What to do: Can you rewrite the stretch from the line containing "Wildlife camera alert: a train windscreen" through the line containing "737,204,800,298", offsetting every bounding-box coordinate in the answers by 78 and leaving every other line unchanged?

Excerpts from a detection dataset
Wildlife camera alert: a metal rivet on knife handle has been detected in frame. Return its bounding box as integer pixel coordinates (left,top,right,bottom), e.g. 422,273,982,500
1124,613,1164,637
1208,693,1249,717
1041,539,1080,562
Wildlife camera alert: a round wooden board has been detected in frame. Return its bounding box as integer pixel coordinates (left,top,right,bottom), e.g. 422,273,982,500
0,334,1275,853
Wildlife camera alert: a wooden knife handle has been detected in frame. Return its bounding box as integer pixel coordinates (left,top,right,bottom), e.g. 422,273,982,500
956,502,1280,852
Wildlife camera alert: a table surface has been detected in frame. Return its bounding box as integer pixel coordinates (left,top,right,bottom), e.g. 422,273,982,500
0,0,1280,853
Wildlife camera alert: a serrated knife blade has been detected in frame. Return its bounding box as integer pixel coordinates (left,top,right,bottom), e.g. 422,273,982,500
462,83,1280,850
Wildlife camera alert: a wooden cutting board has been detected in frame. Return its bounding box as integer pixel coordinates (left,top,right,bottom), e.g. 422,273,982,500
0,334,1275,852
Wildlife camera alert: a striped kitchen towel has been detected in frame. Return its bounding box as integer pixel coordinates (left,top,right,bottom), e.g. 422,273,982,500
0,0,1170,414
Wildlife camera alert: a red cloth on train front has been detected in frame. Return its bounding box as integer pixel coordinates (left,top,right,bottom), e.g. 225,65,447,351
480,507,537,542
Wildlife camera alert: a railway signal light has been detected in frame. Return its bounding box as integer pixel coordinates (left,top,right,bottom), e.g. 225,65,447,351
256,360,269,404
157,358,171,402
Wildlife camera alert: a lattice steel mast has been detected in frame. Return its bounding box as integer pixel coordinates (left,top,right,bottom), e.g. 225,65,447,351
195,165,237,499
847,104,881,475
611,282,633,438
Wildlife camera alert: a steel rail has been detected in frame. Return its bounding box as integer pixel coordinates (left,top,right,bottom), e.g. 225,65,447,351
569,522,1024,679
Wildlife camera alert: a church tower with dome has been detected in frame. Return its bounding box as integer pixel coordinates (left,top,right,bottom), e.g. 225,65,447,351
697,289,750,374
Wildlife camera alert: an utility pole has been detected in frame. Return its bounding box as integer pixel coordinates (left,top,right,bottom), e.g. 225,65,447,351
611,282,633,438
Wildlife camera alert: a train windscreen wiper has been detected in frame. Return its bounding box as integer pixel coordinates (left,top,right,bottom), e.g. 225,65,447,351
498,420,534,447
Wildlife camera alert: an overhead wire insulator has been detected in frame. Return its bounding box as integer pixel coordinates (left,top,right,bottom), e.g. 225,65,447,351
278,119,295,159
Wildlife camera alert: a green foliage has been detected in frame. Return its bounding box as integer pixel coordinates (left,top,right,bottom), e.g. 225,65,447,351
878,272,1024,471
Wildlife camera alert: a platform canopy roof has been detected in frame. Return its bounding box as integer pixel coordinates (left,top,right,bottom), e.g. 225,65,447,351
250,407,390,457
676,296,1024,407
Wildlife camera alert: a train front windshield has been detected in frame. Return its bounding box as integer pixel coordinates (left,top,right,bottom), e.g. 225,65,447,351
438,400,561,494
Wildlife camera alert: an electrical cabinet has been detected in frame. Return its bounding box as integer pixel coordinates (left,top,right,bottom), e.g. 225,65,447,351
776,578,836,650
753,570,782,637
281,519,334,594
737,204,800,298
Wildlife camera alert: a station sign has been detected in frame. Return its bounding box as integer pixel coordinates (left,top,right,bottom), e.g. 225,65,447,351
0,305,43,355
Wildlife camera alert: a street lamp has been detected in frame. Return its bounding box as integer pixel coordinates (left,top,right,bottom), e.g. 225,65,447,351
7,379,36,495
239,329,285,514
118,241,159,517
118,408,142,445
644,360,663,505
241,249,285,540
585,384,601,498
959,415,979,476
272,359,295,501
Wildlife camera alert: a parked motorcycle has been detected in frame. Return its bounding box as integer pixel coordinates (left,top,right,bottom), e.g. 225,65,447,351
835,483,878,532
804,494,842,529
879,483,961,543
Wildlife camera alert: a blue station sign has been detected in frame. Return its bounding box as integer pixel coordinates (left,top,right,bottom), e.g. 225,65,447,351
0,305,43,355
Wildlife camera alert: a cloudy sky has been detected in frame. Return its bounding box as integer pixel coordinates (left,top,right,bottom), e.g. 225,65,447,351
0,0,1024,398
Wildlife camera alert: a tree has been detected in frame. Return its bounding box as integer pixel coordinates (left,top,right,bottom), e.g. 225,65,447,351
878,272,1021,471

The reply:
Wildlife camera alert: a train windscreen wiper has been detected in frame. Return its bounding box as integer pixel coordinates (left,top,right,bottom), e.g. 225,65,447,351
576,498,612,525
Wildlife camera alert: an overhead wire insulator has been detected in frame. Return its bounding box as integer pixel coordinates (left,top,right,bottom), e.g. 225,65,447,351
356,197,373,237
Wildlife camera alert: a green foliage has been detected in frame. Return its bounding box as integer pixel coordinates (left,top,right,bottom), e.g. 225,65,447,351
956,350,1102,549
Wildlife camera alert: a platform canopy roof has been detected in frame. Return its bounding box as integer pixel coordinates (left,top,right,bottom), e.g. 225,65,447,351
328,485,468,535
754,374,1102,485
Wildlife camera alert: a train front windshield has been detected in frame. Return its bounding box as integer pixel coordinates (left,top,right,bottom), e.g. 225,65,447,351
516,478,639,572
Wildlife camera alert: an electrical cabinet has been detected in frame. Return its bounding box as integer pixel coordinates (left,top,right,bottom), e.g. 225,65,447,351
854,656,914,728
831,648,860,715
359,597,412,672
815,282,878,376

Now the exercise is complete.